> **Exercise prompt**: Put every line of the entries below into a numbered list, leaving out any blank lines.

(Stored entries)
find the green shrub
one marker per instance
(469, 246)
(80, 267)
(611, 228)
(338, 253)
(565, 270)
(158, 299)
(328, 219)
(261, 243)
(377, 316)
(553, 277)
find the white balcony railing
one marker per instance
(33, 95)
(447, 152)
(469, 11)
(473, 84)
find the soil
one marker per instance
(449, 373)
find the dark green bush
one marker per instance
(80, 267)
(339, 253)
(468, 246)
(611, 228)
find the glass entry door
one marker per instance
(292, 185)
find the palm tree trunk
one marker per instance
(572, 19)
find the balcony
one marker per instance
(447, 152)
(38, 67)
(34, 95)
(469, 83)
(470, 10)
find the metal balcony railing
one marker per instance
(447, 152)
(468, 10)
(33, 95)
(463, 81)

> **The result**:
1. find the green shrub
2. one marker per instance
3. (469, 246)
4. (80, 267)
5. (611, 228)
6. (338, 253)
7. (565, 270)
8. (158, 299)
9. (328, 219)
10. (261, 243)
11. (377, 316)
12. (553, 277)
13. find the white balcony railing
14. one marker per instance
15. (33, 95)
16. (447, 152)
17. (469, 11)
18. (473, 84)
19. find the soil
20. one marker per instance
21. (449, 373)
22. find the dark green bush
23. one marker per instance
24. (80, 267)
25. (339, 253)
26. (468, 246)
27. (611, 228)
28. find the glass entry door
29. one marker per instance
30. (292, 185)
31. find the palm tree trunk
32. one marker per instance
33. (572, 19)
34. find the balcony
35. one marker per instance
36. (447, 152)
37. (38, 67)
38. (34, 95)
39. (469, 83)
40. (470, 10)
41. find the metal balcony railing
42. one marker per instance
43. (447, 152)
44. (468, 10)
45. (33, 95)
46. (463, 81)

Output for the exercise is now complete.